== Jouw opdracht ==
Waarom ben je volgens de tekst over doop en wedergeboorte gelukkig? Leg dat uit in één tot drie zinnen.

Opgemerkt: Hoorde laatst een predikant beweren (YouTube, Herauten) dat er in de gedoopte gemeente waar hij voor preekte nog tal van onwedergeboren mensen te vinden zouden zijn. En hij hield hen voor dat ze zichzelf niet wedergeboren konden laten worden, maar dat het er desondanks toch wel (een keer) van komen moest door geloof en bekering. Wat ben je dan gelukkig wanneer je op grond van Gods Woord weten mag dat de Doop het bad der wedergeboorte is. Bij de Doop is bevestigd dat ook aan mij de Heilige Geest geschonken is en ook altijd weer geschonken wordt op het gebed. Hij is het die de wedergeboorte werkt in ons leven. En de wedergeboorte dat is en blijft een geloofsstuk vanaf onze Doop tot aan ons sterfbed (of tot aan de wederkomst). En ons geloof – een vast vertrouwen dat God ook mij om Christus’ wil genadig is – dat onderhouden we door het trouw gebruik van alle middelen – dus ook het Avondmaal meevieren in Zijn gemeente! – die God ons daartoe geschonken heeft.

== Getoonde rijen ==
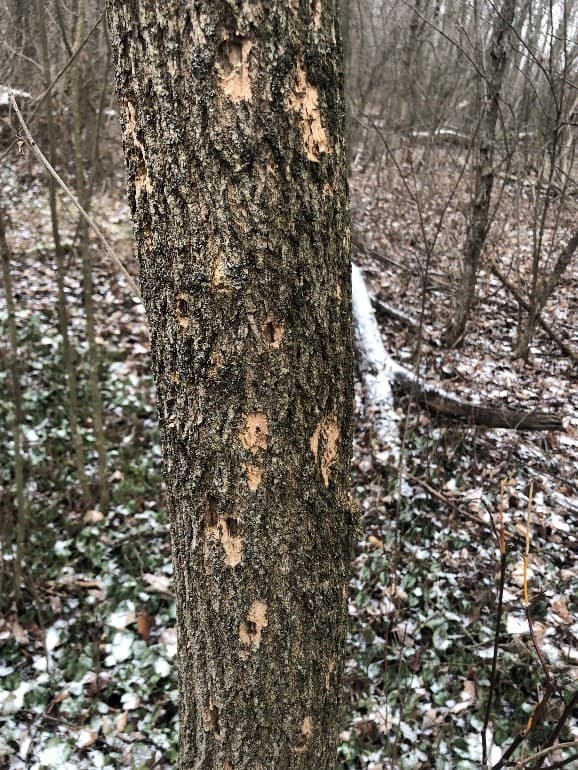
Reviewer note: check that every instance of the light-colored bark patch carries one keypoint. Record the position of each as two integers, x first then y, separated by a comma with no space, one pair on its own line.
233,68
330,670
211,720
273,332
317,12
323,444
182,310
225,531
251,629
306,733
254,476
304,99
142,180
254,434
219,277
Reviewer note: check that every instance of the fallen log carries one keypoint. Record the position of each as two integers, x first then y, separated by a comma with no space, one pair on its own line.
382,376
449,406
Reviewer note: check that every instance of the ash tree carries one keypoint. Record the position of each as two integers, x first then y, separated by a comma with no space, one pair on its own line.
233,124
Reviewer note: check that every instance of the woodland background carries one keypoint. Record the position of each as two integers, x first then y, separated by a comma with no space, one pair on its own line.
463,603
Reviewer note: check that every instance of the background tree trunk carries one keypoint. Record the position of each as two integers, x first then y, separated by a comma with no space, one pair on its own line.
233,129
480,215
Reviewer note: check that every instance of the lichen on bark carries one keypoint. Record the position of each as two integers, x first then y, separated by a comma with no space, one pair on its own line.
235,112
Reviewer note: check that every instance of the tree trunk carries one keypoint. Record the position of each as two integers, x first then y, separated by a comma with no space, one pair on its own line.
480,216
233,129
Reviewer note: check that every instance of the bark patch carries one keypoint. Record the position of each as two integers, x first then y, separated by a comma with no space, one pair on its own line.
226,531
306,733
317,12
251,629
304,99
211,720
330,670
233,68
323,444
254,434
183,310
142,180
273,333
254,476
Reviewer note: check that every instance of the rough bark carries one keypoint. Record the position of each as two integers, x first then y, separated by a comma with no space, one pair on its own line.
233,127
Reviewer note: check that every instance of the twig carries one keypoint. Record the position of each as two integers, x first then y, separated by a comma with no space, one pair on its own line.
49,88
568,709
41,157
443,499
503,557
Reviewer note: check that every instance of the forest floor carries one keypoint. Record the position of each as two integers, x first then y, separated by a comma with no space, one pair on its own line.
87,667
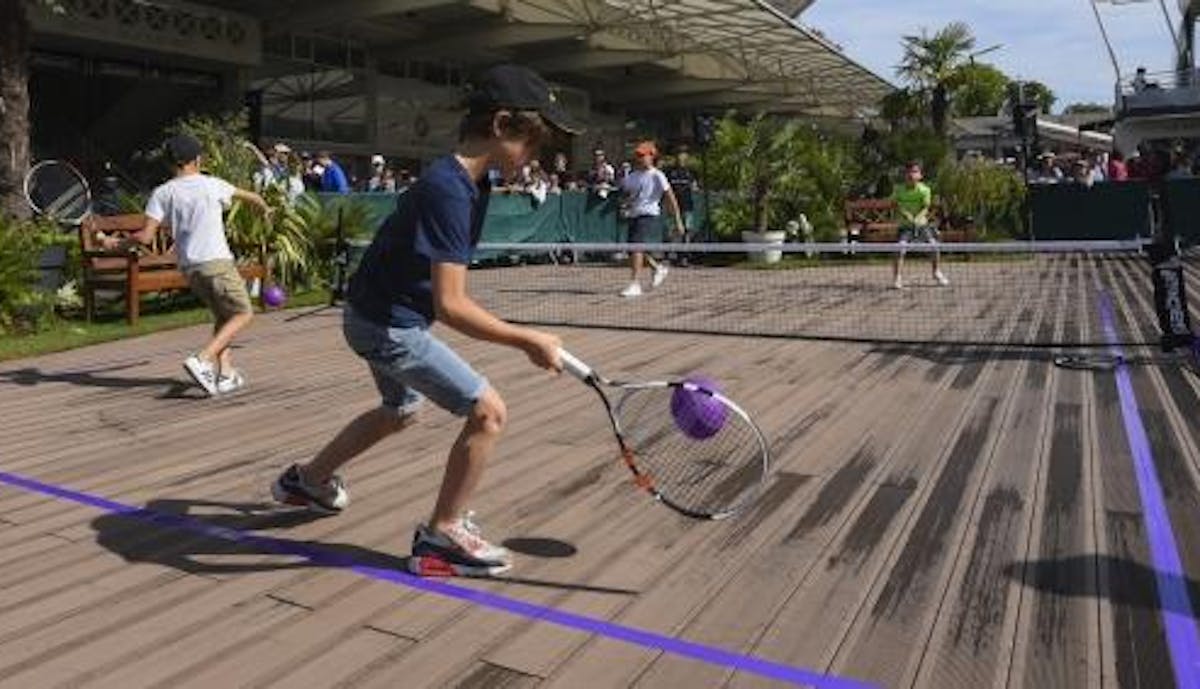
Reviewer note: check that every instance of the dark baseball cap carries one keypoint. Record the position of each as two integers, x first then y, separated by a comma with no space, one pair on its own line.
521,89
184,149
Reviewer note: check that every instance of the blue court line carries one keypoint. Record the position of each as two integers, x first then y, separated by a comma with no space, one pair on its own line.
651,640
1179,619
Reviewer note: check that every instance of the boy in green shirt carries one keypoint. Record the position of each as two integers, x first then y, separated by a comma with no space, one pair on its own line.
913,201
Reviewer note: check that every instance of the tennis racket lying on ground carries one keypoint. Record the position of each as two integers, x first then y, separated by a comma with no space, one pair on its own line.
58,191
691,448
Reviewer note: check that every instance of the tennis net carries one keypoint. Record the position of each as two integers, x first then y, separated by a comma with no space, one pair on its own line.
1042,294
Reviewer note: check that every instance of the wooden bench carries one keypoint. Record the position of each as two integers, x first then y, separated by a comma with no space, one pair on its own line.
875,220
135,273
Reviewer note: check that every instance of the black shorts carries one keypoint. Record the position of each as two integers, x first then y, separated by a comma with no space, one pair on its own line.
643,229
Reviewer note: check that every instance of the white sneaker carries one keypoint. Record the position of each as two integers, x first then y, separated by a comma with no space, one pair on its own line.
231,383
203,372
660,274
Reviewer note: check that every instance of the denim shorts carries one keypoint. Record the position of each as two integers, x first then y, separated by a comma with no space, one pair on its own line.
919,233
409,364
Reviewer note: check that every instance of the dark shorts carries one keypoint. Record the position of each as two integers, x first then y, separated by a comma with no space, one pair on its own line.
643,229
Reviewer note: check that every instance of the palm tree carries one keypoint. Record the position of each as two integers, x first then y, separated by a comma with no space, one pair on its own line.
15,133
933,65
13,106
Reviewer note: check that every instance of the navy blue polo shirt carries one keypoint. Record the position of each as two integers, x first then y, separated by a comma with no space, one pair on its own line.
438,221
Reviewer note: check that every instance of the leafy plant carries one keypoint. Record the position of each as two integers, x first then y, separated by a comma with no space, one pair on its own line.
25,306
991,195
281,243
768,172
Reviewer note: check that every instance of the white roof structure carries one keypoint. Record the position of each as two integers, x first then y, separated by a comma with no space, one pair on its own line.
640,54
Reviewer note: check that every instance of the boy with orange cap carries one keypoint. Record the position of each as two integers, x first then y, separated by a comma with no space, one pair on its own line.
646,187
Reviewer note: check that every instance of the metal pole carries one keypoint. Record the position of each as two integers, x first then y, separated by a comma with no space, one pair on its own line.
1108,43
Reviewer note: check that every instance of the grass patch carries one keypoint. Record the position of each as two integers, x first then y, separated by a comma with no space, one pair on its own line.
159,316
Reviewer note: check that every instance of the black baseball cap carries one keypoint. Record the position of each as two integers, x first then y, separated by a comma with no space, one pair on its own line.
521,89
184,149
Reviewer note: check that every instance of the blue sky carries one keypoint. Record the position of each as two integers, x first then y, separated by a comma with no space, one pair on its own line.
1053,41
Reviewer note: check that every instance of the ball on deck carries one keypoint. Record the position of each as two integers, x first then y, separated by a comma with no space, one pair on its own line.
696,413
274,297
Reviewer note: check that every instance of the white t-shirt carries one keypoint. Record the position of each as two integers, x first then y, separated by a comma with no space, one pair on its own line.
192,207
645,190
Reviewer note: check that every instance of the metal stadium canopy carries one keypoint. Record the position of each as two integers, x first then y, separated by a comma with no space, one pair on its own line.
640,54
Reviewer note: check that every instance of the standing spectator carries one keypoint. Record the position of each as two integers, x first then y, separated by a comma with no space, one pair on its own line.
601,178
389,181
333,177
1048,171
567,179
1117,169
1139,81
378,166
1080,174
1099,168
683,184
646,189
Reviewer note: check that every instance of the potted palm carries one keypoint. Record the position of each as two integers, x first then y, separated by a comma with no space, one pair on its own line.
750,163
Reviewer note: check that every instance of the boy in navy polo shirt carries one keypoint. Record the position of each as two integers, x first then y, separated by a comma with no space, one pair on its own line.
413,274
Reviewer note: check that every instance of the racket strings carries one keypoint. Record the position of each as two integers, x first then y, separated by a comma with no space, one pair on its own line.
58,191
709,474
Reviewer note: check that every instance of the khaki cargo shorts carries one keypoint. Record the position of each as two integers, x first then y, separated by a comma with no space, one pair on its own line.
221,288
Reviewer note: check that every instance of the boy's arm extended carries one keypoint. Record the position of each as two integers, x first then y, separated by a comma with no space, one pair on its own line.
457,310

== Antwoord ==
Je bent gelukkig omdat je op grond van Gods Woord mag weten dat de Doop het bad der wedergeboorte is. Bij de Doop is bevestigd dat ook aan jou de Heilige Geest geschonken is. Hij werkt de wedergeboorte in ons leven.